Searching for new strategies after Supreme Court setbacks
Pro-lifers and religious liberty advocates adjust to new legal realities
Religious liberty advocates and pro-lifers saw setbacks on several fronts and on both coasts during the last week of June.
On the East Coast, the Supreme Court issued a landmark abortion ruling in Whole Women’s Health v. Hellerstedt, undoing some state regulation of abortion centers. The high court also rejected an appeal from pro-life pharmacy owners and pharmacists who challenged a Washington state rule requiring them to sell potential abortifacients over their conscience objections.
“It’s disappointing,” said Kristen Waggoner, an attorney with Alliance Defending Freedom who worked on the pharmacists’ case for several years and argued it before the 9th U.S. Circuit Court of Appeals. “You remind yourself that God knows the end from the beginning … but it is not over.”
With no protection from the Supreme Court, the Washington pharmacists now wait to see how the state will enforce the rule against them. Planned Parenthood likely will send test shoppers into Ralph’s, the family pharmacy at the center of the case, to buy the abortifacient drugs. When the pharmacy won’t sell them, the shoppers likely will file a complaint with the state, which must then decide what action to take against the family pharmacy. (Ralph’s has noted that in such situations it refers shoppers to one of 30 other pharmacies within 5 miles that do sell the abortifacients.)
If the state doesn’t enforce the law in an even-handed way, instead targeting pro-life pharmacists, then the pharmacists might have a case to take back to the courts.
On the West Coast, the effects of last year’s Supreme Court decision redefining marriage rippled out. A California state assembly committee passed a measure 7-2 that could severely limit the religious expression of Christian colleges there. As is, the bill requires religious colleges—seminaries excepted—not to discriminate on the basis of sexual orientation or gender identity, undoing a longtime religious exemption.
Under the bill, Christian liberal arts schools that limit married housing to heterosexual couples, for example, could lose access to state loans. California schools like Biola University have loudly protested the bill, SB 1146. With Democrats’ support, the bill seems likely to pass the legislature. If it does become law, it probably will face legal challenges, which may delay its enforcement.

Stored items
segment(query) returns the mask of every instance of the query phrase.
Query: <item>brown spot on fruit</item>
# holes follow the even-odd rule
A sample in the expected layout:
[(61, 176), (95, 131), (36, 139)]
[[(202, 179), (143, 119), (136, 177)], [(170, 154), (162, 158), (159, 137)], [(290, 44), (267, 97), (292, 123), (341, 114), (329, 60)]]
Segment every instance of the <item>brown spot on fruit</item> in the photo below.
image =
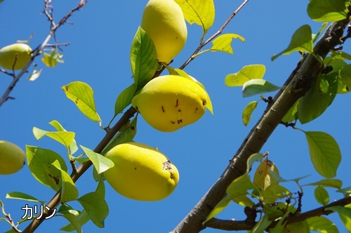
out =
[(162, 163), (162, 165), (164, 166), (162, 167), (162, 170), (172, 170), (172, 166), (171, 166), (171, 161), (168, 160), (165, 162)]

▶ _Questions_
1. In the article on Supreme Court setbacks for pro-lifers and religious liberty advocates, how many other pharmacies within 5 miles does Ralph's refer shoppers to?
2. Continue the article on Supreme Court setbacks for pro-lifers and religious liberty advocates from its final sentence.

▶ _Answers for each item_
1. 30 other pharmacies.

2.
Last June Chief Justice John Roberts foresaw this scenario in his dissent from the majority ruling in Obergefell v. Hodges, saying the ruling left vulnerable a religious college providing married student housing only to opposite-sex married couples.
“The majority graciously suggests that religious believers may continue to ‘advocate’ and ‘teach’ their views of marriage,” Roberts wrote at the time. “The First Amendment guarantees, however, the freedom to ‘exercise’ religion. Ominously, that is not a word the majority uses.”
Roberts pointed out that for the many religious people who do not agree with same-sex marriage “their freedom to exercise religion is—unlike the right imagined by the majority—actually spelled out in the Constitution.”
And what’s next for the pro-life movement after the ruling against the Texas abortion regulations? Parallel regulations—requiring abortion facilities to meet surgical center standards and have admitting privileges at a hospital—have now collapsed in other states as the Supreme Court rejected their appeals in the wake of the Texas decision.
Already pro-abortion groups are filing suits against many other kinds of state restrictions, not just the ones the Supreme Court struck down last month. A few days after the Supreme Court ruling, the Center for Reproductive Rights challenged seven abortion regulations in Louisiana, including a 72-hour abortion waiting period, the state’s ban on aborting babies with genetic abnormalities, and the requirement of cremation or burial for an aborted baby. Planned Parenthood too says it is preparing a “state-by-state” fight.
“We do not think that all clinic regulations are off limits, but it seems certain that they will have to be supported by stronger medical justification,” said Americans United for Life (AUL) president and senior counsel Clarke Forsythe, in an email. AUL worked on several of the state regulations that passed over the last five years. The Supreme Court ruled Texas’ regulations were not medically justified. “The legal aftershocks will continue into 2017 and continue to inhibit state officials’ efforts to protect women’s health from substandard conditions and providers.”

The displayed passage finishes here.